Page excerpt:

******************************

Tennessee lost at Baylor. Baylor lost at Connecticut. Connecticut lost at Stanford. Stanford lost at Tennessee. A vicious cycle of road troubles, and these are the nation's best teams.

In a season in which winning away from home has proved to be especially difficult -- Stanford lost by 22 at DePaul and then the Blue Demons, just five days later, lost by 13 at Arizona State, a team that the Cardinal would then beat by 47 at home -- scoring some occasional success on the road will prove to be a difference maker in seeding or even inclusion in the NCAA tournament. This isn't groundbreaking news, for sure. The tournament committee has used road/neutral records as one of its chief criterion for years. And why not? There is no better measuring stick for a team's abilities come March because, at least after the first two rounds, that's exactly what the tournament is. And for most, the opening rounds are, at best, neutral site games.

The difficulty of getting some of these victories in the regular season seems to be what makes this season different. Teams that put together even just a couple of quality road wins are going to have a happier Selection Monday than those that don't. In many cases, the slimmest of differences between similar résumés will be a road victory or two.

That's exactly how it played out in this version of Bracketology.

Let's start right on the bubble. The last team in was LSU. The first team out was Dayton. They've each had similar seasons to this point. The Flyers have one "bad loss" to Illinois-Chicago, but the Lady Tigers' schedule hasn't been quite as good. So what's the difference between LSU's inclusion and Dayton's waiting for the first installment of WNIT Bracketology? They each have one good road victory: LSU won at UCLA; Dayton topped BC in Chestnut Hill. That's a nice win for the Flyers. LSU is better, though. Thus, the Lady Tigers in and the Flyers out. The margin is that small. At least it is now, and it could very well be that slim come mid-March.

Just as winning on the road is key, taking care of the home base counts, too. Home losses hurt, perhaps not quite as much as road victories help, but it's still best to, as they used to so flippantly chant in those Under Armor commercials, "protect this house."

******************************

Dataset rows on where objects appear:
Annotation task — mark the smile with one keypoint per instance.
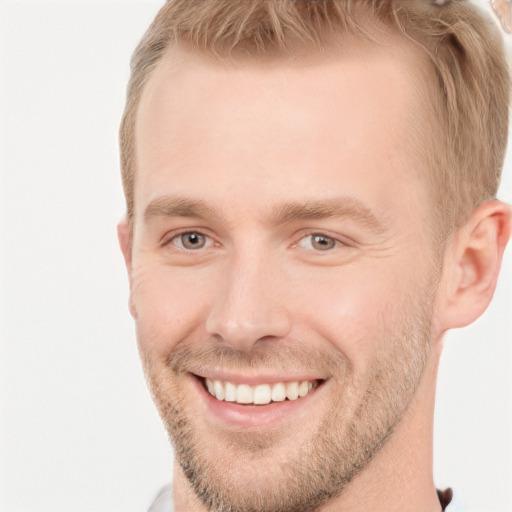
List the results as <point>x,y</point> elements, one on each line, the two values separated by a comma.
<point>261,394</point>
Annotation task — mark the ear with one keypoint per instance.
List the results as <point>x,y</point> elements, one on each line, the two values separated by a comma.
<point>124,235</point>
<point>472,264</point>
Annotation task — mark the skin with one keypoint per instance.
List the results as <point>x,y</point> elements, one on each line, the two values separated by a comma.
<point>366,314</point>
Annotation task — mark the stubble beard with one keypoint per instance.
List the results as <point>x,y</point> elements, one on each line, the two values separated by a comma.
<point>320,467</point>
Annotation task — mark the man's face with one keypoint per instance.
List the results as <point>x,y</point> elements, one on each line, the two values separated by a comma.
<point>279,239</point>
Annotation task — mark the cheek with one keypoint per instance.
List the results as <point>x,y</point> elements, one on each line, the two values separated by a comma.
<point>168,303</point>
<point>354,311</point>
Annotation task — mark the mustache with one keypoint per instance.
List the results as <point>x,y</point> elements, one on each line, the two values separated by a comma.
<point>271,357</point>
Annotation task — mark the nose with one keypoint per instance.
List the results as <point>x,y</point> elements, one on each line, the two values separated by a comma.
<point>250,305</point>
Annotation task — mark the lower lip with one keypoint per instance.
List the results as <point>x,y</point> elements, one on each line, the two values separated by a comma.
<point>232,414</point>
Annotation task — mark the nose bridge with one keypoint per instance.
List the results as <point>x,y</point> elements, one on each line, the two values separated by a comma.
<point>248,306</point>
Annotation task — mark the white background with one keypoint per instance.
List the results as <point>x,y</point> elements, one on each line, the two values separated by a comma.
<point>78,431</point>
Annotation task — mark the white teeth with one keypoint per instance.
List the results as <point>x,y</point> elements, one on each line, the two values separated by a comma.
<point>261,394</point>
<point>244,394</point>
<point>230,392</point>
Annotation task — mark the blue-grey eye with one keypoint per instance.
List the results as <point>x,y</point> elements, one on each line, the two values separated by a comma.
<point>318,242</point>
<point>191,241</point>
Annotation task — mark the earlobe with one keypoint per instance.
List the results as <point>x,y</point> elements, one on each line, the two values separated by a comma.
<point>472,264</point>
<point>124,236</point>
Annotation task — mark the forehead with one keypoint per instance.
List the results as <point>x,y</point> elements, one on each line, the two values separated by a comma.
<point>280,127</point>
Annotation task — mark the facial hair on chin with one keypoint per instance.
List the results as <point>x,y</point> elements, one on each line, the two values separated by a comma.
<point>250,478</point>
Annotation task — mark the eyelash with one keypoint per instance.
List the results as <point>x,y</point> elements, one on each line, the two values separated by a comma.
<point>175,236</point>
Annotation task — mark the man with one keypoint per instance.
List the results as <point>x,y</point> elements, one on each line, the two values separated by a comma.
<point>311,205</point>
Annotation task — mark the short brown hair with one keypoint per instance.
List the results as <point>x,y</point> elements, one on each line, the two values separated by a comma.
<point>468,135</point>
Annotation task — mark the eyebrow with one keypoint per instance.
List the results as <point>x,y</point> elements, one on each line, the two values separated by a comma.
<point>337,207</point>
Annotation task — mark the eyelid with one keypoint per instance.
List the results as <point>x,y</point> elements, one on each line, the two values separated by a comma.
<point>339,239</point>
<point>172,235</point>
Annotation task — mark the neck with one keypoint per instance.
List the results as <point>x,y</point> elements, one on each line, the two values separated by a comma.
<point>400,476</point>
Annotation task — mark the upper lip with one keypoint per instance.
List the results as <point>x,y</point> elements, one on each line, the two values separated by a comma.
<point>255,379</point>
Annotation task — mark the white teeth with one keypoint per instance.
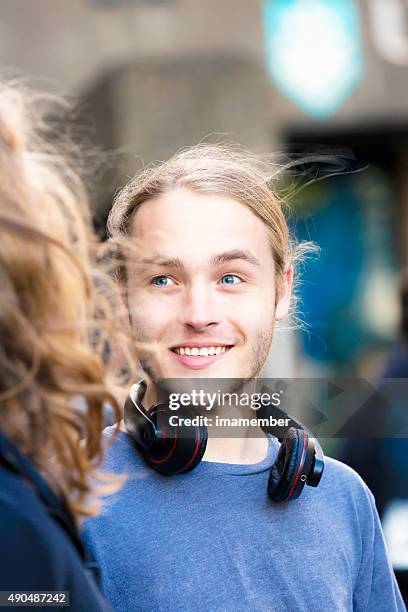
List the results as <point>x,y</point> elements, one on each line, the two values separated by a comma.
<point>200,352</point>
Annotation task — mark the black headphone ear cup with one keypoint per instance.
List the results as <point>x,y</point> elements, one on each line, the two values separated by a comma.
<point>178,449</point>
<point>286,478</point>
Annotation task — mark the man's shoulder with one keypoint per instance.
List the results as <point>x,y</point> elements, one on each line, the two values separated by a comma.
<point>341,482</point>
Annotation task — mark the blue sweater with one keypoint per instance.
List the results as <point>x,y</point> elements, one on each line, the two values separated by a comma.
<point>211,540</point>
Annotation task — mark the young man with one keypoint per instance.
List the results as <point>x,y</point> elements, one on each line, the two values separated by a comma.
<point>210,275</point>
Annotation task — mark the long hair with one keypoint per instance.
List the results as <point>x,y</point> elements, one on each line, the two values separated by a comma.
<point>223,169</point>
<point>59,313</point>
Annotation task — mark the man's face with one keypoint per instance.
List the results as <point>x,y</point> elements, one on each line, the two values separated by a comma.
<point>202,287</point>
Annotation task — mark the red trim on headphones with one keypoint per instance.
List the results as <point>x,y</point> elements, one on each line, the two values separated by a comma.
<point>299,469</point>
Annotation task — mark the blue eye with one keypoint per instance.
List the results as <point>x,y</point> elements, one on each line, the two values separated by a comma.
<point>230,279</point>
<point>162,281</point>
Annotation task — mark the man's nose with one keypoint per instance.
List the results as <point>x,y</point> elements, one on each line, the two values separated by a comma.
<point>200,309</point>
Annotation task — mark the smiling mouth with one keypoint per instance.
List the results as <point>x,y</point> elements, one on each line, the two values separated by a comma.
<point>204,351</point>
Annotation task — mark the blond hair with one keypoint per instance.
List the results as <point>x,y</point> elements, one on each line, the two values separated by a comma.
<point>219,169</point>
<point>56,316</point>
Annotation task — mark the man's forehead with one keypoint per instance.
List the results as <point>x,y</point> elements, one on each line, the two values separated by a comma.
<point>182,224</point>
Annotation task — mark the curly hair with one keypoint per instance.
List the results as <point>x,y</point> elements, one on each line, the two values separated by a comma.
<point>60,314</point>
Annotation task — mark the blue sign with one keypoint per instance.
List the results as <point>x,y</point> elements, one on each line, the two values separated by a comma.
<point>313,51</point>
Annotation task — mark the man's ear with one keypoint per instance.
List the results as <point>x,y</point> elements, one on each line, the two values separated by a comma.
<point>284,295</point>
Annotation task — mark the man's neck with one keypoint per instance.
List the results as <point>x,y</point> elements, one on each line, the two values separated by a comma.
<point>236,450</point>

******************************

Required work:
1. Rewrite the rows starting at the line containing "Annotation task — mark the skin" and ending at the line containing "<point>250,305</point>", changing "keypoint" to "marker" throughout and keeping everything else identical.
2. Continue the women's basketball bracketology piece from its last sentence onward.

Results by task:
1.
Annotation task — mark the skin with one marker per instance.
List the results as <point>x,y</point> elements, one on each line, the two values separated by a comma.
<point>366,314</point>
Annotation task — mark the stubble beard with one marker per instance.
List the results as <point>x,y</point> elements, one on each line, the two values separated by a comma.
<point>320,467</point>
Annotation task — mark the man's face with one marker per instance.
List the results as <point>x,y</point> elements, one on each line, the two values separated by a comma.
<point>279,239</point>
Annotation task — mark the cheek with one marker per instance.
List the results as <point>x,y</point> elements, one on each line, the two values separated by a comma.
<point>168,303</point>
<point>354,311</point>
Annotation task — mark the mustache with one marker per instance.
List the results as <point>x,y</point> elements, one on each line, the two values separated by a comma.
<point>271,357</point>
Annotation task — mark the nose with one marker per instance.
List the results as <point>x,y</point> elements, one on each line, the two values separated by a comma.
<point>250,305</point>

2.
This example comes from near the top of the S-curve. The final two No. 2 seeds came down to three teams: Xavier, West Virginia and UCLA. At this stage of the season, throw a blanket over all three and they appear fairly equal. For this bracket, Xavier is separated slightly by a more difficult schedule and more victories against tournament-type teams -- clubs either in the field or under strong consideration for it. That leaves the Mountaineers and Bruins each with just one loss. UCLA has the best road win, while West Virginia captured two solid neutral-site victories at the Paradise Jam. The nod goes to West Virginia because UCLA's loss (versus LSU) came at home to an inferior opponent, while the Mountaineers' loss (Marquette) came on the road.

But before the Bruins fill Pauley Pavilion for a pep rally crucifying this idea, take a good, hard look: West Virginia's reward as the No. 2 is a potential second-round game against Penn State in Happy Valley, while the Bruins are living la vida neutral in Salt Lake.

Road success has almost everything to do with Georgia's ascent and the reason for No. 6 seed Ohio State's tumble (the Buckeyes actually came in at 28 on the S-curve, but had to be moved one seed line per allowed bracketing procedures to account for their status as a host school).

Although the Huskies lost at Stanford, part of what makes UConn so great was perfectly illustrated in its ability to get victories at Notre Dame and North Carolina in the last 10 days.

The road is exactly why the jury is still out to some degree on the likes of Maryland, Miami and Texas Tech. We just haven't seen enough games in uncomfortable environments to absolutely know what these teams are. Even Notre Dame, which has gone on the road but largely fallen short, has something to prove in conference play. Fortunately, the Big East, ACC and Big 12 generally take care of that for us.

Nothing is more difficult in college basketball than winning on the road -- and this season nothing might be more important.

Remember, rankings don't matter

Every season, this question or a facsimile thereof arises about rankings: "How can you have Team X seeded No. 8 if it is 20th in the polls? Doesn't that make it a No. 5 seed?"

And every year, the answer is the same. So before we get too deep into Bracketology this season, and instead of answering this topic as a one-off in a chat or e-mail, let's just do it right here.

The easy answer is that the polls -- from both the coaches and writers -- are not used by the committee (and thus, not by me, either) as part of the criteria in determining inclusion or placement in the field. Sure, the committee members look at the rankings. We'd be naïve if we thought otherwise. But they are not part of the official process.

Yet, that's still only the black-and-white version of the answer. Understanding the "why" should limit how many more millions of times that question or criticism rolls in. Asking that question assumes that the polls are the basis for all evaluation. But that means putting the polls ahead of real analysis and objectivity and using that as the jumping-off point. If you are thinking that way, then your logic is backward -- or you simply aren't applying logic at all.

The polls are a weekly vote by coaches and writers who often don't -- or frankly, can't -- see enough of any teams except the ones on their schedule or on the schedule of the teams they cover. In some cases, the coaches aren't even really doing the voting (we've all heard those stories mostly as it pertains to football).

The committee members spend countless hours watching numerous games, analyzing data and discussing all of the teams under consideration for the field. I do much the same on a condensed level -- a committee of one.

That brings us back to the question above. It doesn't even make sense.
The far more logical view is, "If Team X is a No. 8 seed, how in the world could the polls have it ranked 20th?"

Remember, the committee room is where the work is being done. Not the weekly voting.